PROBLEM DESCRIPTION:
Using the school finance thread below, answer these questions:
(a) How much money is the district said to be "in the hole"?
(b) What two ways of getting the board members to explain does one reply suggest?
(c) Who told BHS teachers that some newly hired teachers would be let go?

[Begin PAGE EXTRACT]

To the person who posted this: Where are you getting your information? The opinion expressed in the post "that the SMUHSD is in serious financial trouble" would carry more weight if it were backed up with facts that could be verified. Does the SMUHSD publish annual balance sheets and P/L's? Does the statement "3.5 million in the hole with no reserves" mean that the SMUHSD spent 3.5 million more last year than it took in in income and it exhausted its reserves to pay for that deficit? Or does it mean that this year the project spending is 3.5 million more than the project income and reserves will be depleted if spending is not cut back? Or does it mean that the SMUHSD has 3.5 million of liabilities with no cash assets/reserves -- i.e that it is insolvent? What does that statement mean? The reason we elect school boards is for oversight...If it is true that the SMUHSD is in trouble, where is the board?


good questions, which need to be answered.
Sounds like a visit to the school board meeting or an emai to all our board members to have them explain.


Teachers at BHS were informed by Assoc Superintendent that some newly hired teachers at BHS would be "let go" at the end of September because of financial difficulties and that overstaffed teachers from other schools would be taking their place. Some of these teacher who will be released had left tenured positions in other districts to teach in the district and now they are told they will have no job after September.

[End PAGE EXTRACT]
[Begin DATA RECORDS]

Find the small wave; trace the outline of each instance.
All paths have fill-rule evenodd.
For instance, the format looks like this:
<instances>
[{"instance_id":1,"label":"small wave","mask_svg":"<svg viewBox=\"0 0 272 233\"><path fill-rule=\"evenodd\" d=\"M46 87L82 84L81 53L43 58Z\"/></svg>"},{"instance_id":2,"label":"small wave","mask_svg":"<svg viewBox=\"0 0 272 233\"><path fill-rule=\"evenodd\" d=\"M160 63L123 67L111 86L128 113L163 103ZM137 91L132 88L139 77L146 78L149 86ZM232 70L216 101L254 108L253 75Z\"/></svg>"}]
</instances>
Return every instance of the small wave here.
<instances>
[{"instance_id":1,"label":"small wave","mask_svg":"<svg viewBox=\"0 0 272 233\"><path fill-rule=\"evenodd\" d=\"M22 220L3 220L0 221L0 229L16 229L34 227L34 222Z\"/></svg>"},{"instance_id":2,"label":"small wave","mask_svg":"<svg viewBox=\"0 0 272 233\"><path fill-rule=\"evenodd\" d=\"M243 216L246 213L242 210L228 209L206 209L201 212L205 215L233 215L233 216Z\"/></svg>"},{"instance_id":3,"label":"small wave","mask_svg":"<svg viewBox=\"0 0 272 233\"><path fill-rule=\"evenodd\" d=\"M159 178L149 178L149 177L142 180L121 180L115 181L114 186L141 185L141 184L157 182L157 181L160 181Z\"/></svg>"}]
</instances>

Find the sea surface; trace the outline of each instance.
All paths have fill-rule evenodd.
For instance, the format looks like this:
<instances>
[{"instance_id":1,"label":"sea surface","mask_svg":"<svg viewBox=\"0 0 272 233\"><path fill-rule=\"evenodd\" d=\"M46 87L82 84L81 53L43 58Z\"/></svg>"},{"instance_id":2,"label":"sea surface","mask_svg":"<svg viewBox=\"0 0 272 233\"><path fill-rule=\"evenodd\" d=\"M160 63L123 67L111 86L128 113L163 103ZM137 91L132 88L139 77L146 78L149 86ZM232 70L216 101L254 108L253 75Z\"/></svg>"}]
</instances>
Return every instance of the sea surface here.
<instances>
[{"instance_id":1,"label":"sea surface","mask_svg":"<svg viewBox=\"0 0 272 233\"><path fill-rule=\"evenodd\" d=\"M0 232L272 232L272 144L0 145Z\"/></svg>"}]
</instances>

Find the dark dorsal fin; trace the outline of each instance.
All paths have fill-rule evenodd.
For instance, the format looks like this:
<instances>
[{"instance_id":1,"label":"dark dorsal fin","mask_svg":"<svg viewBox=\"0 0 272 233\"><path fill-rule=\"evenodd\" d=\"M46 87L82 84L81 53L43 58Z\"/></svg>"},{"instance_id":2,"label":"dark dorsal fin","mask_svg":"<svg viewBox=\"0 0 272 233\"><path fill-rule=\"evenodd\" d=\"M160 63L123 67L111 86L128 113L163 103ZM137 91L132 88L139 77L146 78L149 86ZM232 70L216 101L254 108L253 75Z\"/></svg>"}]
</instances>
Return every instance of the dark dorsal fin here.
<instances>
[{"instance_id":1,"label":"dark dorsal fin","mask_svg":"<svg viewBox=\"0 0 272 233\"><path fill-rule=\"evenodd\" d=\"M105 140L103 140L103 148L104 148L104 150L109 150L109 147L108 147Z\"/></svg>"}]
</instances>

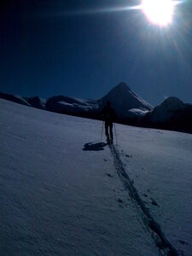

[End DATA RECORDS]

EXERCISE SOLUTION:
(a) 3.5 million
(b) A visit to the school board meeting or an email to all the board members
(c) The Assoc Superintendent